The Bank maintains a portfolio of investment securities to provide income and to serve as a secondary source of liquidity for its operations in conjunction with Federal Funds Sold (see Deposit and Liability Management above). The Bank’s investment policy provides for the purchase of United States Treasury Securities, United States Government Agency Securities, Mortgage Backed Securities, Obligations of State and Political Subdivisions, and Other Securities as permitted by Federal and State regulation. As of December 31, 2005, the aggregate carrying value of the Investment Portfolio was $619.3 million. Of this total, $22.6 million was invested in U.S. Treasury Securities, $214.6 million in U.S. Government Agencies, $8.9 million in Mortgage Backed Securities, $356.7 million in Obligations of State and Political Subdivisions and $16.5 million in Other Securities. The types of securities held are influenced by several factors, which include: rate of return, maturity, and risk. Generally, the Bank endeavors to stagger the maturities of its securities so that it has regular maturities for liquidity purposes. The Bank does not participate in any swap or hedge activity on the investment portfolio (or any other part of the balance sheet) and has no plans to begin such activity.

Acceptable securities may be pledged to secure public deposits from State and Public Agencies. As of December 31, 2005, the Bank had public funds totaling approximately $60.7 million. The Bank has made available $110.0 million of securities to securitize these funds. Excess collateral can be released as needed.

> _Exercise tasks_:
(a) Quote the investment portfolio passage word for word, between "Acceptable securities may" and "released as needed.", inclusive.
(b) According to the investment portfolio passage, how much in securities did the Bank make available to securitize its public funds?

> _Data rows_:

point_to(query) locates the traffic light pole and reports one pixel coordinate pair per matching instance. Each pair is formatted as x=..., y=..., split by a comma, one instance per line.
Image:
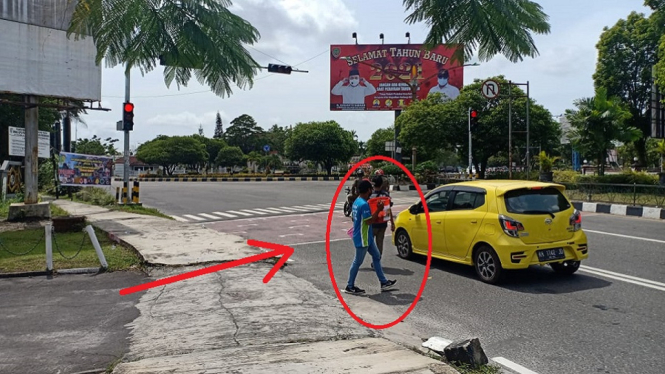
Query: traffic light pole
x=125, y=169
x=470, y=156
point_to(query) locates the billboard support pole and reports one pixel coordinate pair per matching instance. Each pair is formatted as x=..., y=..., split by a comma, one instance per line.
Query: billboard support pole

> _Completed exercise_:
(a)
Acceptable securities may be pledged to secure public deposits from State and Public Agencies. As of December 31, 2005, the Bank had public funds totaling approximately $60.7 million. The Bank has made available $110.0 million of securities to securitize these funds. Excess collateral can be released as needed.

(b) $110.0 million